Les Monades Urbaines [Robert Silverberg]
L'auteur : Robert Silverberg est un écrivain américain, né à New York en janvier 1935. Auteur très prolifique, Les monades urbaines, paru en 1974, est son 15e roman.
L'histoire : En l'an 2381, la Terre porte soixante-dix milliards d'êtres humains dont la devise est : Croissez et multipliez. Ils habitent des tous de mille étages, les monades urbaines, et jouissent d'une totale liberté sexuelle. Ils ne quittent jamais leurs villes verticales et explorent rarement un autre étage que le leur. Ils vivent l'utopie, la promiscuité, le bonheur.
Qui en doute est malade. Qui est malade est soigné. Qui est incurable est exécuté.
Micael, l'électronicien, rêve pourtant de la Terre du passé, de l'océan, de la nature qu'il a découverts à travers un film vieux d'un siècle. Il fuit.
Et Jason, l'historien, armé de son savoir contre tous les tabous anciens, redécouvre de son côté un sentiment proscrit, la jalousie.
Mon avis : Je me décide à lire un des grands classiques de la SF d'anticipation. Les Monades Urbaines n'est pas un récit monolithique mais une suite de nouvelles où les personnages et les idées se recoupent, se poursuivent. Le livre est court, les nouvelles également mais comme toutes ces récits courts des grands écrivains de SF, elles n'en sont que plus efficaces, la concision apportant une intensité implacable. Silverberg évoque donc le thème très moderne du futur de l'humanité alors que la population ne cesse de croître dans l'espace fini qu'est la Terre.

---*---

● Consigne
Pouvez-vous recopier à l'identique, dans le texte sur Les Monades urbaines, le passage qui va de « Qui en doute » jusqu'à « siècle. Il fuit. » ? Les enregistrements n'ont aucun lien avec le texte sur Les Monades urbaines.

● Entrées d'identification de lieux
---*---

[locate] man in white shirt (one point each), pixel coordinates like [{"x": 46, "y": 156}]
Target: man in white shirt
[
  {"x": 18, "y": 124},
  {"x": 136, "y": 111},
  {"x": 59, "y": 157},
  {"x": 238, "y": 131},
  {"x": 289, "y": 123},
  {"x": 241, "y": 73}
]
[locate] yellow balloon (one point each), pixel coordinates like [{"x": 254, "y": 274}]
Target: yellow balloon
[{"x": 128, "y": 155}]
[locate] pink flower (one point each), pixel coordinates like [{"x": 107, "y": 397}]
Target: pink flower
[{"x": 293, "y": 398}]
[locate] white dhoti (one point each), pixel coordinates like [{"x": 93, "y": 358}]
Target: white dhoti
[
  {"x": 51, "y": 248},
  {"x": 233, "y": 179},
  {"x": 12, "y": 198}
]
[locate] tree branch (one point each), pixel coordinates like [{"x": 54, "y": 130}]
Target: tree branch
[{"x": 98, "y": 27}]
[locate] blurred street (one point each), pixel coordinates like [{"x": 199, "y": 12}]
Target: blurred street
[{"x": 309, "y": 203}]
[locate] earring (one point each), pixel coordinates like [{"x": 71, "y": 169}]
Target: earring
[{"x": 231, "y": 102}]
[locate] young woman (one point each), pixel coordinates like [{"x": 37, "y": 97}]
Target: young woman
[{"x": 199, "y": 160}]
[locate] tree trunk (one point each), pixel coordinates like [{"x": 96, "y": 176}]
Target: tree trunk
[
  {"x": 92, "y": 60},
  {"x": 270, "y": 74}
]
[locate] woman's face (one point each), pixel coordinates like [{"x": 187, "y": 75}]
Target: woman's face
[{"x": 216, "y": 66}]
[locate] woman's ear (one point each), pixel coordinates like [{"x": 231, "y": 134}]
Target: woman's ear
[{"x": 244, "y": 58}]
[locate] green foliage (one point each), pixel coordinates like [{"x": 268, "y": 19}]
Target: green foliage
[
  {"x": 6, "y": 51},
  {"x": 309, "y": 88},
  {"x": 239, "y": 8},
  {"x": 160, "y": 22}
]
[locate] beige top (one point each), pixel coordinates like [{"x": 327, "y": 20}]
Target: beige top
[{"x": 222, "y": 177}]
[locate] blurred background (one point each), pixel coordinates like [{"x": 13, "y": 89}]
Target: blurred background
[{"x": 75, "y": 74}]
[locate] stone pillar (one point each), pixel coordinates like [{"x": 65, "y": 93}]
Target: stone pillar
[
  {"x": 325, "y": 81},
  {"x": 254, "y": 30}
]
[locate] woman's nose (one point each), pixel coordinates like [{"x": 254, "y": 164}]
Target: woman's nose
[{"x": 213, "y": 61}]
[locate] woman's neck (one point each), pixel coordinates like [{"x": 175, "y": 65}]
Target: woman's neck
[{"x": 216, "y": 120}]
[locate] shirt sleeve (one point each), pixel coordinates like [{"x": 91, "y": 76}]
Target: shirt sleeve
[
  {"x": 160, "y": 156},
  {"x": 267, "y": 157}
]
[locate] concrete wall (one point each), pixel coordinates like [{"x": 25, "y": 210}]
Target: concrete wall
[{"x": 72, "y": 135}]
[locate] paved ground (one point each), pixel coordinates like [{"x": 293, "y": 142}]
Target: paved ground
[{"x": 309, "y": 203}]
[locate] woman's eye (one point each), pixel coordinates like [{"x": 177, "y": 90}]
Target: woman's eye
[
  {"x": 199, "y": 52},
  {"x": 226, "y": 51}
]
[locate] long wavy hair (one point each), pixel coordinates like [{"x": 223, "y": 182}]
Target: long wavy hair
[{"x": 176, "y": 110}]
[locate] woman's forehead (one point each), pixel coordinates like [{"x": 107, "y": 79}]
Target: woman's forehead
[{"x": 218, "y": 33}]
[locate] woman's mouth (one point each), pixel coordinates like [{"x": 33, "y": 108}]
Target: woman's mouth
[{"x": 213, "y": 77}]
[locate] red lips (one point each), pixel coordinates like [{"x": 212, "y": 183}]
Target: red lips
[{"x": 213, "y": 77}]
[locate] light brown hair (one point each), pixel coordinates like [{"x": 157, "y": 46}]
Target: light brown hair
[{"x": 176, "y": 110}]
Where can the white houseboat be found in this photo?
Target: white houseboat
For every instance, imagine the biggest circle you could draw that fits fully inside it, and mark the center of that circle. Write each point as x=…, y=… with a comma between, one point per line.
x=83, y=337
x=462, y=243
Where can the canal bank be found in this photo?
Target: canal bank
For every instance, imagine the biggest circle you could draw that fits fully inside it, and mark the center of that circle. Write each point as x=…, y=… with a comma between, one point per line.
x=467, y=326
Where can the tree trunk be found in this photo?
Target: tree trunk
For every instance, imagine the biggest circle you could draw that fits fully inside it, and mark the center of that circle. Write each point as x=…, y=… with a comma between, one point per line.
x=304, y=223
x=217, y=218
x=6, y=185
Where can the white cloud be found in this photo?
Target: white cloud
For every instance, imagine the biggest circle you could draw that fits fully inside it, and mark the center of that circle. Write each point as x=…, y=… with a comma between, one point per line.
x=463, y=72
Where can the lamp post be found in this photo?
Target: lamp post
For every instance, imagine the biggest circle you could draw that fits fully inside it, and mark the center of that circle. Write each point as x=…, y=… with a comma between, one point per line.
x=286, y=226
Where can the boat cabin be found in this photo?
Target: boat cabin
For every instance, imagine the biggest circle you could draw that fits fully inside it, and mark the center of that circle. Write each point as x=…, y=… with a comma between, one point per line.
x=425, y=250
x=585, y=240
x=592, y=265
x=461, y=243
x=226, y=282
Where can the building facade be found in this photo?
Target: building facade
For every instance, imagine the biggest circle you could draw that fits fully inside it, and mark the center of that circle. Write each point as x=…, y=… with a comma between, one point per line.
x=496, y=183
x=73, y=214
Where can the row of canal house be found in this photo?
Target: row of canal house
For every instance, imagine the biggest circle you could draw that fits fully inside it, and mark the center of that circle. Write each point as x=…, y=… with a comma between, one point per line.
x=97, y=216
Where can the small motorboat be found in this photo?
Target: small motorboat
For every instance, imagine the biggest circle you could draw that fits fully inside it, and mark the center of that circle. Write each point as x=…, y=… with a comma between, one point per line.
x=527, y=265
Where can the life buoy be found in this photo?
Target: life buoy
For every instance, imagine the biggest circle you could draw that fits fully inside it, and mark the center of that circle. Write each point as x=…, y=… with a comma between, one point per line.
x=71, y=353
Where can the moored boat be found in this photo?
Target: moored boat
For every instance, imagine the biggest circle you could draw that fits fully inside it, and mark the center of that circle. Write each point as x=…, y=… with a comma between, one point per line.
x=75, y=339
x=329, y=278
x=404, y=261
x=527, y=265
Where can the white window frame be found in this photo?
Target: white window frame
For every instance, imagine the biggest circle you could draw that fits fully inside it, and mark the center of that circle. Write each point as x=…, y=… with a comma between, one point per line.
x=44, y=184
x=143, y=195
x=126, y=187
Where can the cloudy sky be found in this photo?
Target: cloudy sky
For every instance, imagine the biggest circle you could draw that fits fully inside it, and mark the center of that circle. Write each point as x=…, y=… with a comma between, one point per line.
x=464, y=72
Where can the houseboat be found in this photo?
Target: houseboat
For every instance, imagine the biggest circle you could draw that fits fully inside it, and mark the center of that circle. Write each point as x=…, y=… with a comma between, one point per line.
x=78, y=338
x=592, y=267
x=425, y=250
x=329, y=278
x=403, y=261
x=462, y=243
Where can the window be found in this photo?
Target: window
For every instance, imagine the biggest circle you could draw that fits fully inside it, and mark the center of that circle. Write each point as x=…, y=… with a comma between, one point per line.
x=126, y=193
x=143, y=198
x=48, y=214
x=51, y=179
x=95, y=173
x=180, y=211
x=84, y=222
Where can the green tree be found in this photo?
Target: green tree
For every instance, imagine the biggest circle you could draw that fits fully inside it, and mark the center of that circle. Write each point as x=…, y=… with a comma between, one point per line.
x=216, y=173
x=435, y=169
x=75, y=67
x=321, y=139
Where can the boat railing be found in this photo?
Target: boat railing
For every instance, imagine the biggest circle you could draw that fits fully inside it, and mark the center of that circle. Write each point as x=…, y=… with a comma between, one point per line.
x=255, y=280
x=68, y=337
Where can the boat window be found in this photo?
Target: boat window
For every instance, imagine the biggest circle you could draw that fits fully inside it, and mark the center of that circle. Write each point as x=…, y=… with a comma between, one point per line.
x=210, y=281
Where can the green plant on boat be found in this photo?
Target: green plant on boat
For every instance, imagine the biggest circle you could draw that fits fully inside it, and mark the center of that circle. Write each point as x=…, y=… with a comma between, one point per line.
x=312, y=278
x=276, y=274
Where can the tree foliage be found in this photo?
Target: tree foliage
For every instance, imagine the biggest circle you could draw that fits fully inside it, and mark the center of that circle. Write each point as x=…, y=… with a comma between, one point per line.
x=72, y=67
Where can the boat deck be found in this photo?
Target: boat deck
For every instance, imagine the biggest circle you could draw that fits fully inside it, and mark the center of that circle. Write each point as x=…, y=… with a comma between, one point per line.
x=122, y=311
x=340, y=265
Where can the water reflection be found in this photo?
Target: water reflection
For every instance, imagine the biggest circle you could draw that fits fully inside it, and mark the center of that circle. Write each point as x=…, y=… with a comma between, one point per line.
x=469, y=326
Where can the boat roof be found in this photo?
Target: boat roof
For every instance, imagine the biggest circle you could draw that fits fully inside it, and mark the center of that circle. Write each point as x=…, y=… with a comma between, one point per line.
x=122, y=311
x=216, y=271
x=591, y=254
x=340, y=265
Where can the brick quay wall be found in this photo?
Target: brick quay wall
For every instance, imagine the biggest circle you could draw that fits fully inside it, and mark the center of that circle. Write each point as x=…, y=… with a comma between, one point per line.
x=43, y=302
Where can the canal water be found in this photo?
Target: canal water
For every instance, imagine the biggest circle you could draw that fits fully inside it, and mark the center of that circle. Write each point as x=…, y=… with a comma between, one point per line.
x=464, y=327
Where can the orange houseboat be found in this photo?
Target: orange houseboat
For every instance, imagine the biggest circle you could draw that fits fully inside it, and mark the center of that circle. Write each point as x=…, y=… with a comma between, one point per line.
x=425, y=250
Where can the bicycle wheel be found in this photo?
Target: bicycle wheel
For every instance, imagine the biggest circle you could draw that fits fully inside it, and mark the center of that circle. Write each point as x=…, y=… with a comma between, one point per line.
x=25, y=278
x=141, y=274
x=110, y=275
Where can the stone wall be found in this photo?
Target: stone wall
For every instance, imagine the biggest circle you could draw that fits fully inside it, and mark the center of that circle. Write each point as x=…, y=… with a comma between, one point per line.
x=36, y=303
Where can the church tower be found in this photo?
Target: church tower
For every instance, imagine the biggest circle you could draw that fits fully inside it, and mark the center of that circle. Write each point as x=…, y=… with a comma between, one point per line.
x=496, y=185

---*---

● Réponse attendue
Qui en doute est malade. Qui est malade est soigné. Qui est incurable est exécuté.
Micael, l'électronicien, rêve pourtant de la Terre du passé, de l'océan, de la nature qu'il a découverts à travers un film vieux d'un siècle. Il fuit.